• **PASSAGE TO READ**
John Duigenan, the global chief technology officer for Financial Services, has spent years as an IBM distinguished engineer helping some of the largest banks in the world solve their largest business challenges. These days that means, among many things, implementing hybrid cloud strategies to conquer technical debt and security and compliance issues. Recently, Industrious sat down with Duigenan to discuss one of his latest obsessions: helping banks make sense of the vast amounts of data they control, and how to wring the most value from it.

So we wanted to talk about data fabric, since you’d mentioned that’s something you’ve been excited about lately—but then it turns out what you’re really excited about right now is your new bank account. Not only is that not something we’re used to hearing, but it turns out the secret to your new favorite account may just be its data fabric? 

Duigenan.

Quite right. It’s a new consumer offering from a legacy bank. They weren’t in this space before, so when they approached consumer banking, they did so intentionally and said, I better know my clients. I better create my data systems so that they know all the different products he or she has, all the ones they might need, their past preferences and purchases, their profile.

So even on day one, when John opens an account and drops in, it could be a few thousand dollars or a few hundred thousand dollars, we the bank know exactly what to do. We know how to take care of his money, where to invest it, what offers to provide. And that profile and the offers, they’re all automated and customized. Everything my new bank is doing, it all starts with AI.

Now compare that to my old bank, which I still value, and they’re still working on modernizing and providing new offerings. But in their system, they still classify me as a student, despite their full knowledge of my age and monetary flows. And because of that oversight, they have never tried to upgrade my relationship tier, thus improving my experience and their revenue.

But it’s not really fair to compare banks, is it, especially those using legacy systems versus those running entirely new platforms?

• **DATASET EXCERPT**
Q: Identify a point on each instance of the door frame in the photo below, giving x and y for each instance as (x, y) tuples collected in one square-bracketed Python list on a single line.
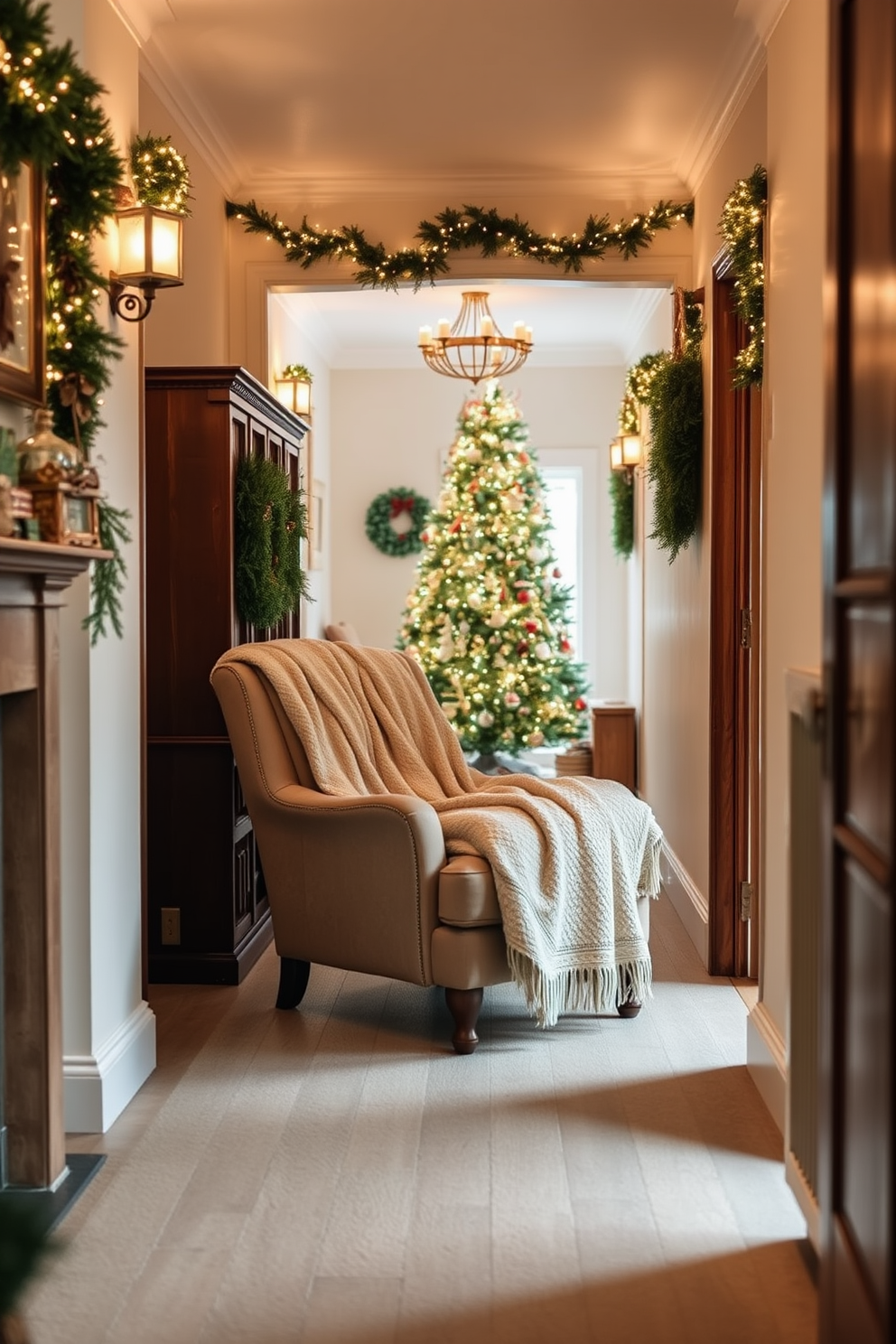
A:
[(733, 668)]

• **WHAT THIS EXERCISE ASKS**
1 - For each statement below, decide whether the Duigenan interview supports it, and answer yes or no with the deciding words quoted from the interview. (a) The bank behind the new account had not offered consumer banking before. (b) The old bank classifies Duigenan as a retiree. (c) The old bank has upgraded Duigenan's relationship tier.
2 - In the Duigenan interview, list everything the new bank designed its data systems to know about a client.
3 - Copy the portion of the Duigenan interview that begins at the words "So we wanted" and stops after "its data fabric?".
The material was taken from a separate source.

• **ANSWERS**
1 -
(a) Yes: "They weren’t in this space before"
(b) No: "they still classify me as a student"
(c) No: "they have never tried to upgrade my relationship tier"

2 -
- all the different products the client has
- all the products the client might need
- the client's past preferences and purchases
- the client's profile

3 -
So we wanted to talk about data fabric, since you’d mentioned that’s something you’ve been excited about lately—but then it turns out what you’re really excited about right now is your new bank account. Not only is that not something we’re used to hearing, but it turns out the secret to your new favorite account may just be its data fabric?